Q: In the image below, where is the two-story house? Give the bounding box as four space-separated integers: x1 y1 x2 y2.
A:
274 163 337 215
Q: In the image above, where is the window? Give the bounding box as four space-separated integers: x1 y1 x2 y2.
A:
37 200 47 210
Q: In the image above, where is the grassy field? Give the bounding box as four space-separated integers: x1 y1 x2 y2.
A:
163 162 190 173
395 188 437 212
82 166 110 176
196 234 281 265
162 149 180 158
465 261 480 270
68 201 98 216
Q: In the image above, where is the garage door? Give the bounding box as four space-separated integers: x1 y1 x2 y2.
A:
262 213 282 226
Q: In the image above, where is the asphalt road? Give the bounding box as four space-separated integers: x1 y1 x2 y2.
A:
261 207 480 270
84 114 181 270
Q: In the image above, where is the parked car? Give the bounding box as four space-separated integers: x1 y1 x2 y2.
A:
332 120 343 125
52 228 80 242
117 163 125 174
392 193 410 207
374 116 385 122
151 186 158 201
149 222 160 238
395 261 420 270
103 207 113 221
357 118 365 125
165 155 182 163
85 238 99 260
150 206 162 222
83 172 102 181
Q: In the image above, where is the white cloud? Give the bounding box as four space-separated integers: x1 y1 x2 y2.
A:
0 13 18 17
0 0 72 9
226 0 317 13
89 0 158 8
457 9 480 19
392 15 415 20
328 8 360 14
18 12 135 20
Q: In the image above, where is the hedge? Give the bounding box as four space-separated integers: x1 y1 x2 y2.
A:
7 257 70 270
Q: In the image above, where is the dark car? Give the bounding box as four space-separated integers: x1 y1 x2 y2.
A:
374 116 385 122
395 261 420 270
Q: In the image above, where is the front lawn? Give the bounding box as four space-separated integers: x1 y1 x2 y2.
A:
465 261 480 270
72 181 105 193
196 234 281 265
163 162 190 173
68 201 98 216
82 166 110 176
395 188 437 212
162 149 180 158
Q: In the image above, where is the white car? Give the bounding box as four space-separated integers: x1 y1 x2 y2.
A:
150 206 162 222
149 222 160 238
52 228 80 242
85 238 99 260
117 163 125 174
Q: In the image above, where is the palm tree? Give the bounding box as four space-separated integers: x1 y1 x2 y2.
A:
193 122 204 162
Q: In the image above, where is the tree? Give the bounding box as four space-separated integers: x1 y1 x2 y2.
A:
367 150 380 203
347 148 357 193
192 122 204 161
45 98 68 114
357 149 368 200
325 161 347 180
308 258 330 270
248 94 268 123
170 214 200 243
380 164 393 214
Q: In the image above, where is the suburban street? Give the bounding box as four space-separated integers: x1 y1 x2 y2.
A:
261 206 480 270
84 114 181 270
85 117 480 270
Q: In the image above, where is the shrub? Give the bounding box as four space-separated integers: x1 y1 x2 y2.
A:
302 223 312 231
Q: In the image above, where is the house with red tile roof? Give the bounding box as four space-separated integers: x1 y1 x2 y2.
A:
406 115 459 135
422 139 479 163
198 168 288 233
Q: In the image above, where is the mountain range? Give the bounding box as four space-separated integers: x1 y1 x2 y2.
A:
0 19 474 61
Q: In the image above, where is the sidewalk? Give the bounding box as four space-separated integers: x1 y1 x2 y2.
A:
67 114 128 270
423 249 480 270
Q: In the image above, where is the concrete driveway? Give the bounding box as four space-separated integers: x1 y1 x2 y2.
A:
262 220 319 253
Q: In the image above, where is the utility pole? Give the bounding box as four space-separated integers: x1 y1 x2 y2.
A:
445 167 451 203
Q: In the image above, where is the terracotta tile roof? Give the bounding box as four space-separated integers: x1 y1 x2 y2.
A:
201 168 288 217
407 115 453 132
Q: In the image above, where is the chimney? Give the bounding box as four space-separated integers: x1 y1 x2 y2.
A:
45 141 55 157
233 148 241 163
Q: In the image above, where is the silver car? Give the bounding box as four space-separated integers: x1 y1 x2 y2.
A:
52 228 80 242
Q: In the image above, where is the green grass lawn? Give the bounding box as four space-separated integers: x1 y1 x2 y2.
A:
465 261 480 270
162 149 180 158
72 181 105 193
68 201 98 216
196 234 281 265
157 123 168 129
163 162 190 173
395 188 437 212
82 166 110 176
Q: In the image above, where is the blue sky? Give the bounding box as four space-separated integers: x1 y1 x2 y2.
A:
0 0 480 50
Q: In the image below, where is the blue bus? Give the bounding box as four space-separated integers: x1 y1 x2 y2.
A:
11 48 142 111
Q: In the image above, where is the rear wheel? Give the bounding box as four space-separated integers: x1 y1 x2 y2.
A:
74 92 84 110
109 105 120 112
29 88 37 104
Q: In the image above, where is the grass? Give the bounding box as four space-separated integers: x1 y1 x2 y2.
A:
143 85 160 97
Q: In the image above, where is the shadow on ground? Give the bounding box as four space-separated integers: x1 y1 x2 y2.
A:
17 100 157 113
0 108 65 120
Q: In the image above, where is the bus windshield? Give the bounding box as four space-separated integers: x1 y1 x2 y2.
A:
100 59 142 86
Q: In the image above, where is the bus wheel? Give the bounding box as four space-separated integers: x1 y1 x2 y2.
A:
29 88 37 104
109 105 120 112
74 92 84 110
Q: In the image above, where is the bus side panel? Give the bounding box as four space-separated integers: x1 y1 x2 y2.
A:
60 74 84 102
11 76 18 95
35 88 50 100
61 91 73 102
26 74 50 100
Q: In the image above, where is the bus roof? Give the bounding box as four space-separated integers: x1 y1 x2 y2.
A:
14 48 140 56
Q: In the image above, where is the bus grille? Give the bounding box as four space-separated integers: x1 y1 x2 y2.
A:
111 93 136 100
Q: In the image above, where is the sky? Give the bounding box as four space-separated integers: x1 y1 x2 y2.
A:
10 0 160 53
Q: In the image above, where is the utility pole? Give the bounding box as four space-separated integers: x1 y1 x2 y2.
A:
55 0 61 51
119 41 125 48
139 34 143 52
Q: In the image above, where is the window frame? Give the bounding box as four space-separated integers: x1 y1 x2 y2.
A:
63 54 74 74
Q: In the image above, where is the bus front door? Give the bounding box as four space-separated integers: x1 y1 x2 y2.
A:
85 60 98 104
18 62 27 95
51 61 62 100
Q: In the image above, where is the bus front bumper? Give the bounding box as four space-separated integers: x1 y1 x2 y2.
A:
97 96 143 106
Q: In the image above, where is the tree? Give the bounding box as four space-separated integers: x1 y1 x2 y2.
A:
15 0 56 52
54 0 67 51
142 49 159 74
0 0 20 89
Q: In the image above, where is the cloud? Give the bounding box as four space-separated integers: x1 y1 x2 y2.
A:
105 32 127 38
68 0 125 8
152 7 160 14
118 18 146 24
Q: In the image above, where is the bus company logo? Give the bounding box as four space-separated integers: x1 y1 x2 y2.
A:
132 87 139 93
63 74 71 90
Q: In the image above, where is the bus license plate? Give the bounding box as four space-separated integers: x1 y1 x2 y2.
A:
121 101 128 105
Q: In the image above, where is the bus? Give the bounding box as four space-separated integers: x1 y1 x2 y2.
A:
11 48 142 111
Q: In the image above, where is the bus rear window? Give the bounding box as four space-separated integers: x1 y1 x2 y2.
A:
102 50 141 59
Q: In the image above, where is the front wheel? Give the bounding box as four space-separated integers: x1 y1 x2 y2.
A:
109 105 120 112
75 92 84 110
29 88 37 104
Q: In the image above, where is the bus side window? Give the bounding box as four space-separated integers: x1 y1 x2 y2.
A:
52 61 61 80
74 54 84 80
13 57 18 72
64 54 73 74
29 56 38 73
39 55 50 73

════════

Reproduce all of the data above line for line, without changing a single character.

Q: In the image below, where is the two-story house? Give the bounding box as four space-separated integers: x1 y1 x2 y2.
A:
274 163 337 215
Q: In the image above, where is the window? Give the bounding box as four space-separated integers: x1 y1 x2 y2.
A:
37 200 47 210
Q: In the image above, where is the grassy field? Give the bounding box as four space-separated integers: x1 y1 x2 y2.
A:
163 162 190 173
395 188 437 212
82 166 110 176
196 234 281 265
162 149 180 158
465 261 480 270
68 201 98 216
Q: In the image above, where is the garage door? Give the bounding box as four space-separated integers: x1 y1 x2 y2.
A:
262 213 282 226
Q: In the image above, where is the asphalt road? Give the bounding box as four space-separated integers: x1 y1 x2 y2.
A:
261 207 480 270
84 114 181 270
Q: In the image above, where is the parked car? Give the bounding box as four space-separated integers: x1 y1 x2 y2.
A:
332 120 343 125
52 228 80 242
117 163 125 174
392 193 410 207
374 116 385 122
151 186 158 201
149 222 160 238
395 261 420 270
103 207 113 221
357 118 365 125
165 155 182 163
85 238 99 260
150 206 162 222
83 172 102 181
Q: In the image above, where is the white cloud? Give the bounding box as four space-separated integers: x1 y1 x2 y2.
A:
0 13 18 17
0 0 72 9
226 0 317 13
89 0 158 8
457 9 480 19
392 15 415 20
328 8 360 14
18 12 135 20
Q: In the image above, where is the hedge? Give the bounding box as four space-separated integers: x1 y1 x2 y2.
A:
7 257 70 270
Q: In the image above, where is the dark car? Give the bounding box as four space-separated integers: x1 y1 x2 y2.
A:
374 116 385 122
395 261 420 270
Q: In the image above, where is the front lawn? Give the bounding box as four space-separated integers: x1 y1 x2 y2.
A:
465 261 480 270
72 181 105 193
196 234 281 265
163 162 190 173
68 201 98 216
82 166 110 176
395 188 437 212
162 149 180 158
Q: In the image above, where is the white car? Give the bounding box as four space-separated integers: x1 y1 x2 y2.
A:
150 206 162 222
149 222 160 238
52 228 80 242
85 238 99 260
117 163 125 174
Q: In the image above, where is the palm tree? Give the bounding box as four space-separated integers: x1 y1 x2 y2.
A:
193 122 204 162
Q: In the image above, where is the tree? Give the bounding box as four space-separated integers: x1 y1 x2 y2.
A:
367 150 380 203
347 148 357 193
192 122 204 161
45 98 68 114
357 149 368 200
325 161 347 180
308 258 330 270
248 94 268 123
170 214 200 243
380 164 393 214
Q: In the image above, where is the suburban street? Give the bounding box as four space-separated integers: x1 y1 x2 y2.
A:
261 206 480 270
84 114 181 270
85 117 480 270
Q: In the image above, where is the shrub? Give the bounding box as four space-separated integers: x1 y1 x2 y2.
A:
302 223 312 231
Q: In the image above, where is the house with red tile roof? Give the bounding box as four space-separated integers: x1 y1 x2 y2.
A:
406 115 459 135
422 139 479 163
198 168 288 233
Q: In the image above, where is the mountain range? Give the bounding box as four space-separated integers: x1 y1 x2 y2.
A:
0 19 474 61
Q: In the image above, where is the sidewalk? Give the bounding box as four space-separated integers: x1 y1 x2 y2.
A:
67 114 128 270
423 249 480 270
Q: In the image above, where is the concrete driveway? Give the bounding box as four space-separated integers: x1 y1 x2 y2.
A:
262 220 319 253
Q: In the image above, where is the utility pole? Give the bounding box as four space-separated integers: x1 y1 x2 y2.
A:
445 167 451 203
Q: In the image above, where is the terracotta tile roof? Give the bounding box as four space-separated integers: x1 y1 x2 y2.
A:
201 168 288 217
407 115 453 132
Q: In the image above, where is the chimney? Give the bounding box as four space-separated integers: x1 y1 x2 y2.
A:
45 141 55 157
233 148 241 163
Q: In the image above, where is the silver car? Give the bounding box as four space-separated integers: x1 y1 x2 y2.
A:
52 228 80 242
Q: In the image above, where is the green grass lawn? Give the bounding box as four space-separated integers: x1 y1 x2 y2.
A:
465 261 480 270
162 149 180 158
72 181 105 193
68 201 98 216
196 234 281 265
157 123 168 129
163 162 190 173
395 188 437 212
82 166 110 176
Q: In the image above, where is the blue sky? Give the bounding box as four space-separated integers: x1 y1 x2 y2.
A:
0 0 480 50
Q: In the image below, where is the blue bus? Give the bounding box as four space-separated integers: x1 y1 x2 y2.
A:
11 48 142 111
Q: In the image above, where is the rear wheel? Give the bounding box as four space-separated integers: x1 y1 x2 y2.
A:
74 92 84 110
109 105 120 112
29 88 37 104
Q: In the image above, where is the grass? Give the bounding box as four space-separated integers: x1 y1 x2 y2.
A:
143 85 160 97
Q: In the image above, where is the shadow on ground? Give the bounding box as four space-separated integers: x1 y1 x2 y2.
A:
17 100 157 113
0 108 65 120
Q: In the image above, where is the bus windshield? Give the bounding box as four space-separated integers: x1 y1 x2 y2.
A:
100 59 142 86
Q: In the image above, where is the bus wheel? Give the bounding box as four space-separated integers: x1 y1 x2 y2.
A:
29 88 37 104
109 105 120 112
74 92 84 110
Q: In the image above, where is the bus side panel? Give the bounding box as four space-separated integers: x1 y1 x2 y2.
A:
60 74 84 102
11 76 18 95
35 88 50 100
61 91 73 102
26 74 50 100
Q: In the image above, where is the bus roof? Give the bounding box as four space-separated integers: x1 y1 x2 y2.
A:
14 48 140 56
Q: In the image above, where is the bus grille? Give the bounding box as four space-separated integers: x1 y1 x2 y2.
A:
111 93 136 100
Q: In the image above, where is the sky? Give the bounding box as four space-separated integers: x1 y1 x2 y2.
A:
10 0 160 53
Q: In the image above, where is the utility pole? Give the bounding box as four space-separated integers: x1 y1 x2 y2.
A:
55 0 61 51
119 41 125 48
139 34 143 52
Q: In the image above, where is the window frame? Give the bounding box as four space-separated integers: x1 y1 x2 y2.
A:
63 54 74 74
Q: In the image above, where is the bus front door? Give the bounding box as four space-separated integers: x1 y1 x2 y2.
A:
85 60 98 104
18 62 27 95
51 61 62 100
Q: In the image above, where is the bus front bumper? Give the bounding box as four space-separated integers: x1 y1 x2 y2.
A:
97 96 143 106
Q: In the image above, where is the tree? Give the bounding box as four space-separated integers: x1 y1 x2 y2.
A:
15 0 56 52
54 0 67 51
142 49 159 74
0 0 20 89
Q: In the image above, where is the cloud? Give the bounding box as four space-separated integers: x1 y1 x2 y2.
A:
105 32 127 38
68 0 125 8
152 7 160 14
118 18 146 24
Q: In the image above, where is the bus company logo? Give the bounding box as four space-separated integers: x1 y1 x2 y2.
A:
132 87 139 93
63 74 71 90
Q: In the image above, where is the bus license plate? Give the bounding box as four space-separated integers: x1 y1 x2 y2.
A:
121 101 128 105
Q: In the image above, where is the bus? Give the bounding box as four space-separated integers: x1 y1 x2 y2.
A:
11 48 142 111
Q: In the image above, where is the bus rear window? Give the bounding box as four space-separated integers: x1 y1 x2 y2.
A:
102 50 141 59
Q: In the image above, where is the front wheel? Give the bounding box as four space-separated integers: x1 y1 x2 y2.
A:
109 105 120 112
75 92 84 110
29 88 37 104
Q: In the image above, where is the bus side window? Give the bounding box as four space-separated integers: x1 y1 x2 y2.
A:
52 61 61 80
74 54 84 80
13 57 18 72
64 54 73 74
29 56 38 73
39 55 50 73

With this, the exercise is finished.